DOCUMENT SEGMENT ->
──────────────────────────────
Since the cyclization of the NGF-derived peptides mimicking β-turn loop structure gave promising results to develop an NGF mimetic, Longo et al. developed several peptides mainly based on the most efficient sequences 29TDIKGKEV36 and KGKE (C5) [251]. To obtain a stable oxidative peptide cyclization, penicillamine and cysteine were added at the N- and C- (amide) extremities of the peptide, respectively. Among the designed peptides, the cyclopeptide P7 (IPenKGKEVCT) has the greatest survival-promoting activity via p75NTR receptors. More importantly, only the dimerization of P7 allows a neurotrophic activity [251].
──────────────────────────────
Referring expression pointing data ->
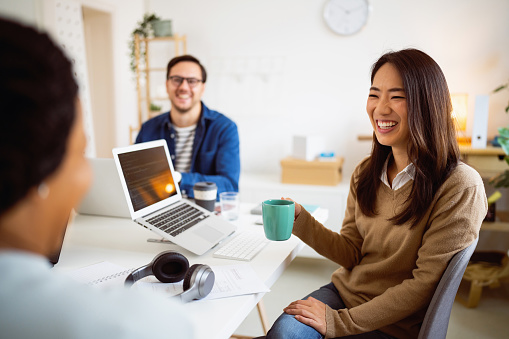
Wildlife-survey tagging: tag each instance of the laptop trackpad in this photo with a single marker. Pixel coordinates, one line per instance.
(208, 233)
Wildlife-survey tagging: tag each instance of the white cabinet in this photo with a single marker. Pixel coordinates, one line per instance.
(259, 187)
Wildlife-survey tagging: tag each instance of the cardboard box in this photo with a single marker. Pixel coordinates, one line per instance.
(316, 172)
(307, 147)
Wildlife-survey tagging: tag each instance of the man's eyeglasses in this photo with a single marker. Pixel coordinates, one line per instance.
(177, 81)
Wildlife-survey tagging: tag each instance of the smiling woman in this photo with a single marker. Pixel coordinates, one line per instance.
(412, 205)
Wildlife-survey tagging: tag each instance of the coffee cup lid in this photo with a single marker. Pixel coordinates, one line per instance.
(205, 186)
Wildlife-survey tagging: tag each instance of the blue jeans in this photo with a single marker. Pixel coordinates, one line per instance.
(287, 327)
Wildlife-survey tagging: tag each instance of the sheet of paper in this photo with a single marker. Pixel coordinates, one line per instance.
(104, 274)
(230, 280)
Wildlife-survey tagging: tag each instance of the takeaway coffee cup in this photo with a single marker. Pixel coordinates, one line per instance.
(278, 216)
(205, 194)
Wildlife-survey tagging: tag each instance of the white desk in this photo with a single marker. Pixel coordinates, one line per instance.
(92, 239)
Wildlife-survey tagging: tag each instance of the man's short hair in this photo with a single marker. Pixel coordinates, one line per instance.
(190, 58)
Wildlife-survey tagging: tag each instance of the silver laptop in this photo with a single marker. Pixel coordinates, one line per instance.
(155, 202)
(105, 196)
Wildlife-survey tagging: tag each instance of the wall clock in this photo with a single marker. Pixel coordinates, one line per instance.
(346, 17)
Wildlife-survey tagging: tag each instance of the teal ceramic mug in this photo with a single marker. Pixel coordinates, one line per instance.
(278, 216)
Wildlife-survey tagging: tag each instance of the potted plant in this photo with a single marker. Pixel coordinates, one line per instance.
(144, 30)
(501, 180)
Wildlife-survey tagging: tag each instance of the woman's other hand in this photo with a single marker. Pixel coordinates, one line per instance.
(298, 208)
(310, 312)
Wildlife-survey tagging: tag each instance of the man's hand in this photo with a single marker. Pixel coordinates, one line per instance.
(310, 312)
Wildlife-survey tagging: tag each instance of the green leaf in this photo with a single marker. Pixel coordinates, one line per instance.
(500, 180)
(504, 132)
(505, 144)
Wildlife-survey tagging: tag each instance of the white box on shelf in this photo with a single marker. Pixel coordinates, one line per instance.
(307, 147)
(480, 128)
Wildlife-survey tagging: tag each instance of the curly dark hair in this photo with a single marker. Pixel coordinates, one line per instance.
(37, 109)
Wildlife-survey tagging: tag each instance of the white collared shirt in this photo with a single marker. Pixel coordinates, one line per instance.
(407, 174)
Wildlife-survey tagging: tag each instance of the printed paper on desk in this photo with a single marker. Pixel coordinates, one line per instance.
(231, 280)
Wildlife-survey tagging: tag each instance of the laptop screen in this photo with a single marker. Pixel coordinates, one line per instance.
(148, 176)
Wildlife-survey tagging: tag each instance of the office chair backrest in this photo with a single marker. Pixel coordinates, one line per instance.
(436, 320)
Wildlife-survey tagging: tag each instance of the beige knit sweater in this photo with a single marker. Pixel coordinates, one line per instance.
(389, 272)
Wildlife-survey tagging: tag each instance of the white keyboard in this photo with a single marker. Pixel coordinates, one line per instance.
(244, 246)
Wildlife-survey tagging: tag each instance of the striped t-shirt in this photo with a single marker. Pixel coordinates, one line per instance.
(184, 147)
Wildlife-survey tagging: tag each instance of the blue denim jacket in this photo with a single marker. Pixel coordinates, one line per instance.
(215, 149)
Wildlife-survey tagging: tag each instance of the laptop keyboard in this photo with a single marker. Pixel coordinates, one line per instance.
(244, 246)
(177, 220)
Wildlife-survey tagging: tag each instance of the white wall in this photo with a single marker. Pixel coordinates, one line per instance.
(277, 70)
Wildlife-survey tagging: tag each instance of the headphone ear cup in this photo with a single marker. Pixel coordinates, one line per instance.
(170, 267)
(198, 282)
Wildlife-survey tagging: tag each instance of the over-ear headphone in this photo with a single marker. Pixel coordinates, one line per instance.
(170, 267)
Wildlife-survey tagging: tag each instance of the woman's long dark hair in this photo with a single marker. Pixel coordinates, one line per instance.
(432, 147)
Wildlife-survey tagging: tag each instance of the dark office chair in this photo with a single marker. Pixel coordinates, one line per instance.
(436, 320)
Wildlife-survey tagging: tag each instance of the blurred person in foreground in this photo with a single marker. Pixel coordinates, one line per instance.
(43, 175)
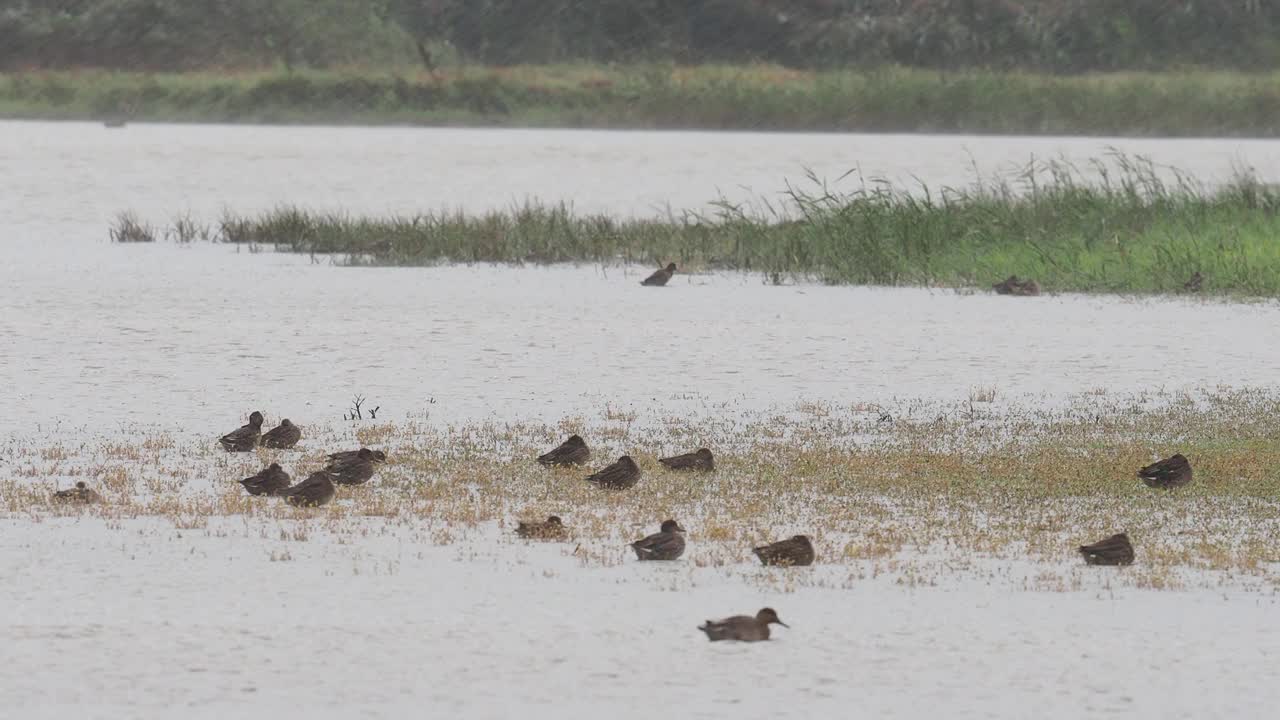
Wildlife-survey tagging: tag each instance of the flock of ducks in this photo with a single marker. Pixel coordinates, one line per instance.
(357, 466)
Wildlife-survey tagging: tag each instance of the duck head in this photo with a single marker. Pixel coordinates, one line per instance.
(768, 615)
(672, 527)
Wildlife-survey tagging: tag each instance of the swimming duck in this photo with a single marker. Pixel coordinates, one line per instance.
(355, 472)
(81, 493)
(667, 543)
(1115, 550)
(792, 552)
(661, 277)
(269, 481)
(245, 438)
(283, 436)
(621, 475)
(551, 529)
(572, 451)
(348, 455)
(743, 627)
(312, 492)
(1171, 473)
(700, 460)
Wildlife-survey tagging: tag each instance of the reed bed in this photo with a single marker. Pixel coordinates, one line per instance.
(1119, 226)
(915, 490)
(671, 96)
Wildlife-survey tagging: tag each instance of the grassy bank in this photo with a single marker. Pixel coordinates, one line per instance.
(919, 496)
(1136, 231)
(670, 96)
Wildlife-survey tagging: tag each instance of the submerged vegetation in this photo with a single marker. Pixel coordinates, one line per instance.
(913, 490)
(670, 96)
(1129, 227)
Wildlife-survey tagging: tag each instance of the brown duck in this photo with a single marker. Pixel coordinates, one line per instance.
(355, 472)
(667, 543)
(269, 481)
(553, 528)
(790, 552)
(312, 492)
(1016, 287)
(572, 451)
(1115, 550)
(661, 277)
(283, 436)
(78, 495)
(243, 438)
(1171, 473)
(702, 460)
(621, 475)
(743, 627)
(348, 455)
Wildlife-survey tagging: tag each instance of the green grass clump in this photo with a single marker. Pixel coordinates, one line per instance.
(671, 96)
(1137, 229)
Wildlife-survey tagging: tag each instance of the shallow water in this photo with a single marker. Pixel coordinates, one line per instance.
(69, 180)
(197, 336)
(118, 616)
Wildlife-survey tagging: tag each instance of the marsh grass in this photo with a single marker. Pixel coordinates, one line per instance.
(1120, 224)
(671, 96)
(128, 228)
(932, 492)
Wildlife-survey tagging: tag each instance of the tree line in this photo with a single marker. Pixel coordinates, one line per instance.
(1063, 36)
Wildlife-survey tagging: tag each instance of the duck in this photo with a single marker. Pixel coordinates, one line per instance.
(661, 277)
(553, 528)
(312, 492)
(700, 460)
(269, 481)
(243, 438)
(283, 436)
(1016, 287)
(80, 495)
(1115, 550)
(667, 543)
(355, 472)
(620, 475)
(743, 628)
(572, 451)
(1170, 473)
(348, 455)
(791, 552)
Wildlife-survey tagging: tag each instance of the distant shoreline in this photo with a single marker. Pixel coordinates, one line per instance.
(707, 98)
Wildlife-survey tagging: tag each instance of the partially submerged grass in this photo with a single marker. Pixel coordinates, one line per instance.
(931, 491)
(671, 96)
(1124, 226)
(128, 228)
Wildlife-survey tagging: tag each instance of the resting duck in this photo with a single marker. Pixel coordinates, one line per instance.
(572, 451)
(621, 475)
(794, 552)
(312, 492)
(551, 529)
(1171, 473)
(700, 460)
(661, 277)
(269, 481)
(667, 543)
(743, 627)
(78, 495)
(245, 438)
(283, 436)
(1115, 550)
(348, 455)
(1016, 287)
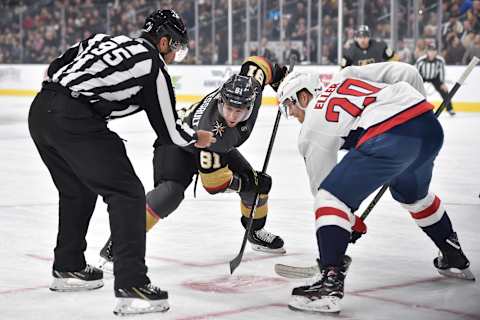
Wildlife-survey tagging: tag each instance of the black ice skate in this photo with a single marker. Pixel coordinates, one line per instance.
(264, 241)
(323, 295)
(106, 257)
(87, 279)
(452, 262)
(138, 300)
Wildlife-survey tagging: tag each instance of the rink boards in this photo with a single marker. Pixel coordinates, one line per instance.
(192, 82)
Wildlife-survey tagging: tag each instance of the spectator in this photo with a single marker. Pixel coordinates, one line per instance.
(404, 53)
(455, 51)
(472, 51)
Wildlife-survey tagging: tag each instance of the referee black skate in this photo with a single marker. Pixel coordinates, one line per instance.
(432, 69)
(101, 78)
(365, 50)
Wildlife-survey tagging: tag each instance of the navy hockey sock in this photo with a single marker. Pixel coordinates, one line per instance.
(439, 231)
(332, 242)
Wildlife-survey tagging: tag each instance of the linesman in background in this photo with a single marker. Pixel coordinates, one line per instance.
(431, 67)
(365, 50)
(101, 78)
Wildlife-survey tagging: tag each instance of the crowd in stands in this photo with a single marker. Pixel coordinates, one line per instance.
(36, 31)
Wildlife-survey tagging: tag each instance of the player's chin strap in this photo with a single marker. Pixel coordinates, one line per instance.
(238, 258)
(356, 234)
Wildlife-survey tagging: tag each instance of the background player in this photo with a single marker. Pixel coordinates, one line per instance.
(431, 67)
(379, 113)
(365, 50)
(230, 113)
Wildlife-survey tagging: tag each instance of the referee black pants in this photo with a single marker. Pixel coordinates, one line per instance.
(437, 84)
(86, 159)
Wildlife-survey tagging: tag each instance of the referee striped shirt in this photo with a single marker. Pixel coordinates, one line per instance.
(120, 76)
(431, 69)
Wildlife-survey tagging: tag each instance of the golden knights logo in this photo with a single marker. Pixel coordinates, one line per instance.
(218, 128)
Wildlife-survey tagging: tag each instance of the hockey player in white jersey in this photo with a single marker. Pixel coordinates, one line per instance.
(379, 114)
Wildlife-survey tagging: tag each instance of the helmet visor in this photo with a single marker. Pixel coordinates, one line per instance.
(180, 49)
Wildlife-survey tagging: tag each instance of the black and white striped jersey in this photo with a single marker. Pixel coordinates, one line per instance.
(431, 69)
(120, 76)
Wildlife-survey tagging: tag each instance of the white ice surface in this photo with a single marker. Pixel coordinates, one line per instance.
(391, 276)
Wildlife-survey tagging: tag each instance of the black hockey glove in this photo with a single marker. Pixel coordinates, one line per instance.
(278, 73)
(256, 181)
──────────────────────────────
WORK REQUEST 1 -> Write out the part of the NGF peptide passage starting with "Since the cyclization" and going on through "neurotrophic activity [251].".
WORK REQUEST 2 -> Which peptide sequences written in letter code appear in the NGF peptide passage? List every one.
The records are separate material, apart from the NGF peptide passage.

EXERCISE ANSWER 1 ->
Since the cyclization of the NGF-derived peptides mimicking β-turn loop structure gave promising results to develop an NGF mimetic, Longo et al. developed several peptides mainly based on the most efficient sequences 29TDIKGKEV36 and KGKE (C5) [251]. To obtain a stable oxidative peptide cyclization, penicillamine and cysteine were added at the N- and C- (amide) extremities of the peptide, respectively. Among the designed peptides, the cyclopeptide P7 (IPenKGKEVCT) has the greatest survival-promoting activity via p75NTR receptors. More importantly, only the dimerization of P7 allows a neurotrophic activity [251].

EXERCISE ANSWER 2 ->
29TDIKGKEV36
KGKE
IPenKGKEVCT